EXCERPTED TEXT:
■ ■ ■ ■ ■ ■ ■
UST Price Collapse – May 2022
TerraUSD (UST) lost its $1 peg and crashed below $0.10 within weeks. MyConstant’s investment of $11.9 million resulted in nearly $8 million in losses.
He continued to publish misleading reports even after the loss, falsely portraying loan performance and platform stability to retain investor confidence.The SEC confirmed that Huynh also misappropriated $415,000 for personal expenses and created fabricated loan summaries to maintain the illusion of normal operations. These actions, coupled with the high-risk UST investment, placed investor funds in significant jeopardy.
MyConstant had already faced enforcement action from California regulators in December 2022, when the Department of Financial Protection and Innovation issued a cease-and-desist order. The DFPI accused the platform of offering unregistered interest-bearing products and operating without a lending license. By late 2022, MyConstant paused withdrawals and acknowledged that it could no longer function as a viable lending service. It has since returned $1.8 million to customers and placed the remaining assets under $10 million in a trust for future recovery efforts.
The SEC’s action is the first federal settlement aimed at securing restitution for investors. Huynh has been permanently barred from serving as an officer or director of any publicly registered company. The SEC may also initiate a Fair Fund distribution if deemed practical to compensate victims.
■ ■ ■ ■ ■ ■ ■
PROVIDED MATERIAL:

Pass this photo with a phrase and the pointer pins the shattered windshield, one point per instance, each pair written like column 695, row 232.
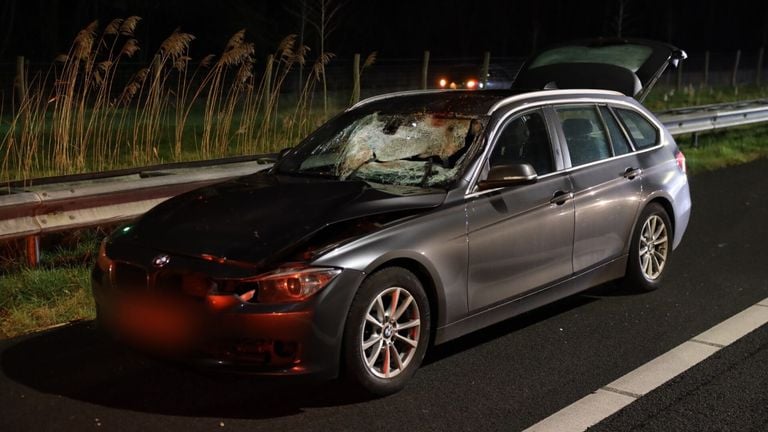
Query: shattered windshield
column 405, row 148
■ ■ ■ ■ ■ ■ ■
TASK STATEMENT:
Rewrite the passage of the UST price collapse excerpt from "UST Price Collapse" to "million in losses.", putting "plunged" in place of "crashed". The data comes from a separate source.

FINISHED ANSWER:
UST Price Collapse – May 2022
TerraUSD (UST) lost its $1 peg and plunged below $0.10 within weeks. MyConstant’s investment of $11.9 million resulted in nearly $8 million in losses.